Who does the passage on the performative male name as the most obvious global reference?

#### [Source passage]
* * * * *
Scroll through social media for five minutes, and chances are you’ll stumble upon him. The guy with the sunglasses indoors, sipping black coffee in a café corner, typing out captions like.
Or maybe he’s the self-proclaimed life coach, balancing gym selfies with ‘alpha male’ affirmations about loyalty, legacy, and the downfall of modern women. Welcome to the conversation taking over timelines: the age of the performative male.
It’s not that performance is new — people have always curated versions of themselves. But the way certain men now stage masculinity for likes, followers, and validation has sparked a cultural conversation that’s equal parts comedy, critique, and concern.
The performative male isn’t defined by biology but by behavior. He’s the guy whose brand of masculinity feels rehearsed, exaggerated, or tailor-made for the algorithm.
Hallmarks include: Constant motivational soundbites, Carefully staged displays of wealth: watches, cars, whiskey bottles.
Gym bodies framed less as health and more as dominance proof. Aggressive commentary on women, relationships, or “what real men do.”

Globally, the most obvious reference is Andrew Tate — a man who turned performance into an empire.
Locally, Kenya has its own versions: influencers who balance self-help podcasts with a curated life of success and discipline.
* * * * *
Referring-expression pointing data
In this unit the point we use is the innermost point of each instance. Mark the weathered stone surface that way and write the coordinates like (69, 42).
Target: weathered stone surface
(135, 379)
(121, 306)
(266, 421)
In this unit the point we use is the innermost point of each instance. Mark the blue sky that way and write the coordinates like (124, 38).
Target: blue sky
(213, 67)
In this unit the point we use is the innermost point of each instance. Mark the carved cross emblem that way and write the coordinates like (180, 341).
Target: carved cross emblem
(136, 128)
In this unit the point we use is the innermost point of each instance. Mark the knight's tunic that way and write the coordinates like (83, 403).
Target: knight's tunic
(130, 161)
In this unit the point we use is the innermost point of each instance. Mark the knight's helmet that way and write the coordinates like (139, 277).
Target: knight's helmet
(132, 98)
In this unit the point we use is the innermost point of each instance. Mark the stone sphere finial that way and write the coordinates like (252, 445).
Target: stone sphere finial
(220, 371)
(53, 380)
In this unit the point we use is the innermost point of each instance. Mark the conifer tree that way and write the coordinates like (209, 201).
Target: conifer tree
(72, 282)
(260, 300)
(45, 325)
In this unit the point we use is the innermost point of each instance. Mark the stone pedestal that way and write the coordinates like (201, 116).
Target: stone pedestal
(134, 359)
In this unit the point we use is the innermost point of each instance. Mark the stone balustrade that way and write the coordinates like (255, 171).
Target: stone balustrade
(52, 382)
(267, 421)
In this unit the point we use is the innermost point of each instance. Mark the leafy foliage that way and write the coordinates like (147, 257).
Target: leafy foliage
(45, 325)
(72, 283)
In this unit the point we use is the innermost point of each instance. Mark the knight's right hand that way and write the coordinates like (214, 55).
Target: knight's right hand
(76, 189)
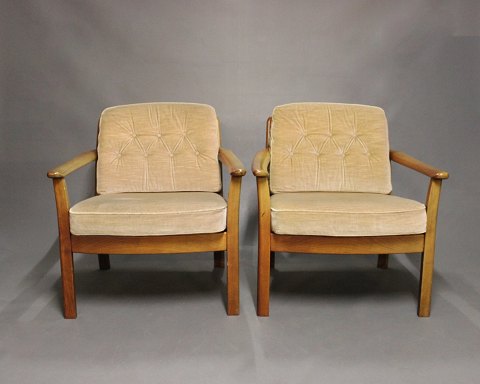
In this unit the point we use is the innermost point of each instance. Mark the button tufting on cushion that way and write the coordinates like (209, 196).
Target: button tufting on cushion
(149, 214)
(160, 143)
(346, 214)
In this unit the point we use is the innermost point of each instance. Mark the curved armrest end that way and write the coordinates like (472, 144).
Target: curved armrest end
(260, 163)
(72, 164)
(234, 164)
(417, 165)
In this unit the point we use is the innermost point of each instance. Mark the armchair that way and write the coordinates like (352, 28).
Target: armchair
(324, 184)
(159, 190)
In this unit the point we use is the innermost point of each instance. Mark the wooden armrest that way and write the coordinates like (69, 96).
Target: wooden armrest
(235, 166)
(260, 163)
(72, 164)
(412, 163)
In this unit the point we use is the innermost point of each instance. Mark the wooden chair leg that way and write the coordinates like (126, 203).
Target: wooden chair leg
(68, 283)
(233, 289)
(426, 277)
(219, 259)
(382, 261)
(272, 260)
(263, 280)
(104, 261)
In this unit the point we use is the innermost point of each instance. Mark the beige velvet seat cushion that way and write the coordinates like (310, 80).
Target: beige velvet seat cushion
(158, 147)
(329, 147)
(346, 214)
(148, 214)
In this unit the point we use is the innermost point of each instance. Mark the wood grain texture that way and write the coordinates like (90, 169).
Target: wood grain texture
(263, 279)
(72, 165)
(104, 261)
(428, 255)
(260, 163)
(149, 244)
(219, 259)
(417, 165)
(382, 262)
(232, 162)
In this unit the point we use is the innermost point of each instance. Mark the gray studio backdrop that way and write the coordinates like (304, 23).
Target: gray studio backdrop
(63, 62)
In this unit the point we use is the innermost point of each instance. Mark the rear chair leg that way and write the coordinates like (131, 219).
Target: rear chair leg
(219, 259)
(426, 277)
(272, 260)
(233, 299)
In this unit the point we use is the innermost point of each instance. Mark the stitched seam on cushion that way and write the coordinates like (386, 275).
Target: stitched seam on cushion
(348, 212)
(148, 213)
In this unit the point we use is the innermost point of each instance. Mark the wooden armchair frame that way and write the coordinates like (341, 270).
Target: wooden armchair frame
(104, 245)
(269, 242)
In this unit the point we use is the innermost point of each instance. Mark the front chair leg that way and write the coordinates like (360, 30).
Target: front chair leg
(68, 283)
(382, 261)
(233, 299)
(426, 277)
(219, 259)
(104, 261)
(263, 284)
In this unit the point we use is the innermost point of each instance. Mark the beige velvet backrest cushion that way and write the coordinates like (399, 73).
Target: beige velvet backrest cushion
(329, 147)
(158, 147)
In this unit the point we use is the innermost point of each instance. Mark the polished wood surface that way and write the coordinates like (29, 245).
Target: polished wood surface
(347, 245)
(428, 255)
(233, 287)
(417, 165)
(66, 255)
(219, 259)
(72, 165)
(229, 159)
(104, 261)
(263, 285)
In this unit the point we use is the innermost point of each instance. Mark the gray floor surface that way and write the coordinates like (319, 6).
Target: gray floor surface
(161, 319)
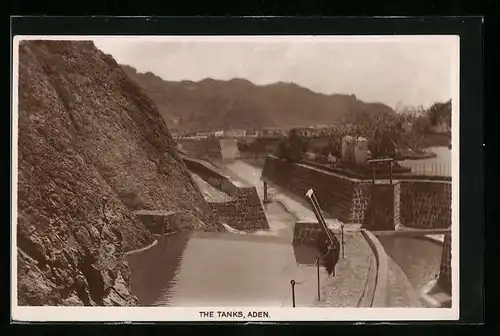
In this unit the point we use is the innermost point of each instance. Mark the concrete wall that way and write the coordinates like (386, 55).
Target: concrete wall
(306, 233)
(417, 204)
(246, 212)
(229, 149)
(343, 198)
(384, 207)
(426, 204)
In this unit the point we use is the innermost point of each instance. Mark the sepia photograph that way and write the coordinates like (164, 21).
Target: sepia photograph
(235, 178)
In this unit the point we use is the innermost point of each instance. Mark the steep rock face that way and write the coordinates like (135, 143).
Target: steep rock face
(91, 148)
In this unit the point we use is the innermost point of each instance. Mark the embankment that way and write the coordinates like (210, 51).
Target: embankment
(245, 211)
(92, 148)
(417, 204)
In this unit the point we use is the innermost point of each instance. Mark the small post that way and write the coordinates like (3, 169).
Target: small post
(265, 191)
(317, 267)
(104, 202)
(390, 172)
(373, 173)
(342, 239)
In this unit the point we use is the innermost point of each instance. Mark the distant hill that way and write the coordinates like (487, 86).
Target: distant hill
(213, 104)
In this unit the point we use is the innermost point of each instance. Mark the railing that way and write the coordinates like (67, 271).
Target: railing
(428, 168)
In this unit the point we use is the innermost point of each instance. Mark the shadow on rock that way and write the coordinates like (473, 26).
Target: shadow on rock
(153, 271)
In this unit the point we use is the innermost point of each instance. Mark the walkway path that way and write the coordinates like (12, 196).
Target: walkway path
(400, 292)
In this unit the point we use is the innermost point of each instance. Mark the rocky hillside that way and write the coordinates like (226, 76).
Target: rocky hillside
(213, 104)
(92, 147)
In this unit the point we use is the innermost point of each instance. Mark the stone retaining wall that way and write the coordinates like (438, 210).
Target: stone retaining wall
(426, 204)
(343, 198)
(202, 149)
(306, 233)
(245, 212)
(416, 203)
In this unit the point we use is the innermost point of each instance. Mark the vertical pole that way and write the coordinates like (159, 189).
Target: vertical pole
(373, 173)
(317, 267)
(390, 172)
(265, 191)
(333, 264)
(342, 238)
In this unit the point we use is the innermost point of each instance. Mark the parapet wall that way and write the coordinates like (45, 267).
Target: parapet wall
(341, 197)
(245, 212)
(426, 204)
(413, 203)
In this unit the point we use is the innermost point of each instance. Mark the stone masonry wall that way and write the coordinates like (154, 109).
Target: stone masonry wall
(417, 204)
(445, 268)
(425, 204)
(306, 233)
(341, 197)
(246, 212)
(383, 210)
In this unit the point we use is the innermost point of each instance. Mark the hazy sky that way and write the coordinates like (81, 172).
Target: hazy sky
(409, 71)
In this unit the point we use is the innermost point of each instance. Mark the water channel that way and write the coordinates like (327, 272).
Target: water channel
(252, 269)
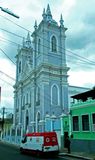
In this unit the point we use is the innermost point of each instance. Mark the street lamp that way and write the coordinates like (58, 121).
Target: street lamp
(9, 12)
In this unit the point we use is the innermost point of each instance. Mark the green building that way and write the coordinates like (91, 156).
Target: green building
(80, 122)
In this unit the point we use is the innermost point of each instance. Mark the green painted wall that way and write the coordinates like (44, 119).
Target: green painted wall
(79, 110)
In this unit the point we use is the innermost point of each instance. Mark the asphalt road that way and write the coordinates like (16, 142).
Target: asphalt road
(11, 152)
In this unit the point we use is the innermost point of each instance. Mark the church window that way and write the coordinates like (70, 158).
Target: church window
(53, 44)
(38, 95)
(27, 98)
(20, 67)
(39, 46)
(55, 95)
(23, 100)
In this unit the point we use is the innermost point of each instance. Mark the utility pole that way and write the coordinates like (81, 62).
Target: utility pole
(9, 12)
(3, 118)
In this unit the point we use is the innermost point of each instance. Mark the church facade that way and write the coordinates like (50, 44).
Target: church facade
(41, 87)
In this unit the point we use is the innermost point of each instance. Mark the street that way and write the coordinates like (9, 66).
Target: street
(11, 152)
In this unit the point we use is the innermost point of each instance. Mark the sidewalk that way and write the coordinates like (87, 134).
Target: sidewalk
(82, 155)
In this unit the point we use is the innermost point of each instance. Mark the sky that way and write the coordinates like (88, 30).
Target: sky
(79, 18)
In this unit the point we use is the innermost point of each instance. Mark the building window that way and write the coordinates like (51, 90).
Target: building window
(55, 95)
(20, 67)
(53, 44)
(37, 95)
(85, 122)
(27, 98)
(93, 122)
(75, 123)
(39, 46)
(23, 100)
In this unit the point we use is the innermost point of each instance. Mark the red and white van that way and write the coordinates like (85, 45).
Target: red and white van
(45, 142)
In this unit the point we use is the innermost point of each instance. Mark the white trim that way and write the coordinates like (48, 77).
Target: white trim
(56, 43)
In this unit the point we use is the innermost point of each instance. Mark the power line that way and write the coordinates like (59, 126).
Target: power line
(15, 23)
(6, 82)
(83, 58)
(49, 41)
(11, 33)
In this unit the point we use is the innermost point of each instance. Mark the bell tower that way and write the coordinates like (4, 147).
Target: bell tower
(50, 64)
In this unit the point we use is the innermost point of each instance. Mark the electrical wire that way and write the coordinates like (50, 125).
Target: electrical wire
(49, 41)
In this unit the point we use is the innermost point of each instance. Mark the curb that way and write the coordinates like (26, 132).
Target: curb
(75, 156)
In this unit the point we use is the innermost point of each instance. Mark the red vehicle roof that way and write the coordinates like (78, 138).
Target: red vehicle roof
(41, 134)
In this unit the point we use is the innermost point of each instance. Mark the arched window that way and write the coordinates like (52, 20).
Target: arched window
(55, 95)
(20, 67)
(27, 98)
(39, 46)
(37, 95)
(53, 44)
(38, 118)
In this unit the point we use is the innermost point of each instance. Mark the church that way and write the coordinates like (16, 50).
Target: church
(41, 87)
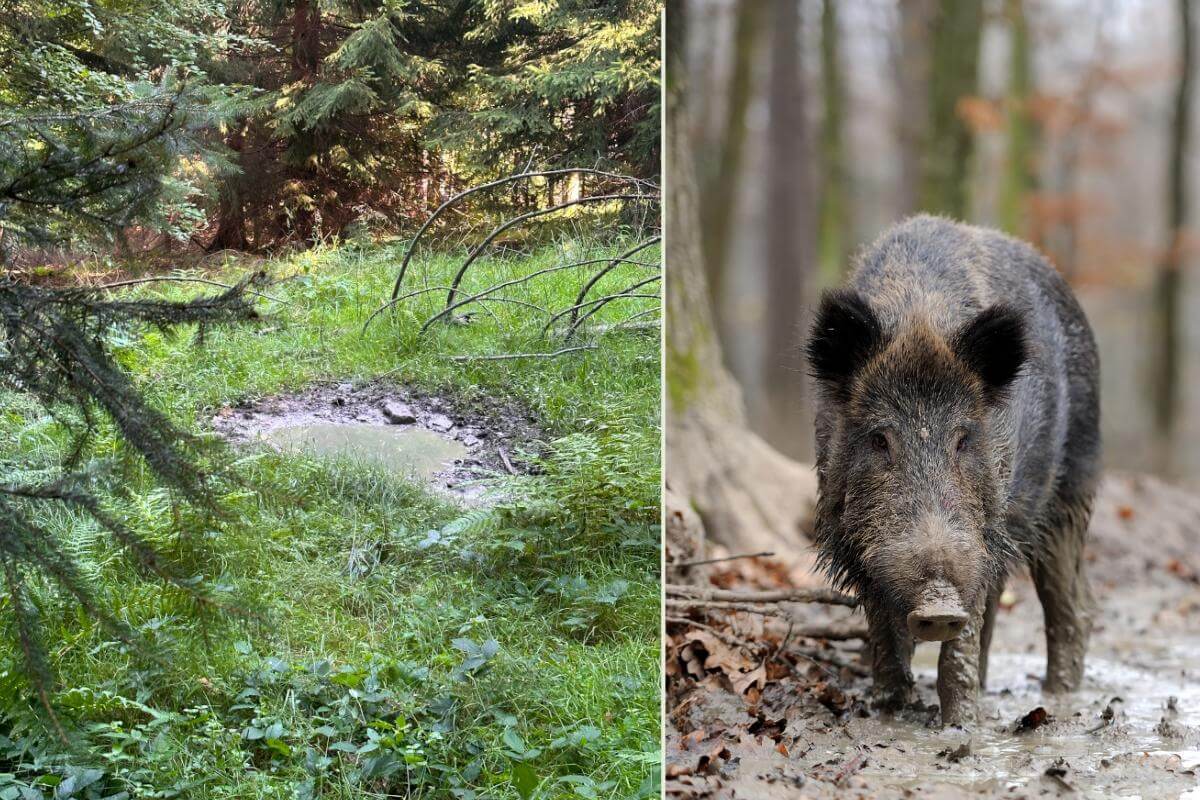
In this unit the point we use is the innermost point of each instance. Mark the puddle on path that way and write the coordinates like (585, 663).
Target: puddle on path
(411, 451)
(448, 446)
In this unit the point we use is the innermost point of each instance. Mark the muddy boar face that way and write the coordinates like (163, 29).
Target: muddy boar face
(911, 504)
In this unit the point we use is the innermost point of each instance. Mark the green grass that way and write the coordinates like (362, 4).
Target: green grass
(516, 657)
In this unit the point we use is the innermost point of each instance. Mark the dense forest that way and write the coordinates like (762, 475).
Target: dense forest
(1047, 119)
(252, 125)
(204, 209)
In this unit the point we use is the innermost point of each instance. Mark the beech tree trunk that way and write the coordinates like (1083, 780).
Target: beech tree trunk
(732, 485)
(946, 162)
(791, 233)
(1169, 283)
(1020, 179)
(835, 229)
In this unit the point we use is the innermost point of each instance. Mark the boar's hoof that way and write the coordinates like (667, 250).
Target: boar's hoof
(936, 624)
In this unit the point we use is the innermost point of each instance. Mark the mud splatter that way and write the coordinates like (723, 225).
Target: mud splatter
(1132, 731)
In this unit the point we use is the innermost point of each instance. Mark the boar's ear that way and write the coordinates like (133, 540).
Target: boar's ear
(993, 344)
(845, 335)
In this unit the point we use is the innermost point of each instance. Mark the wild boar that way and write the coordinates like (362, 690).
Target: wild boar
(958, 434)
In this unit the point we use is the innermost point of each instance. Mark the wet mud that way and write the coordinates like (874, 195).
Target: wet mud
(1133, 729)
(451, 447)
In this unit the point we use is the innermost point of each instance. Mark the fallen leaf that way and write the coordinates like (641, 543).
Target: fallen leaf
* * * * *
#### [Answer to this task]
Andrew Tate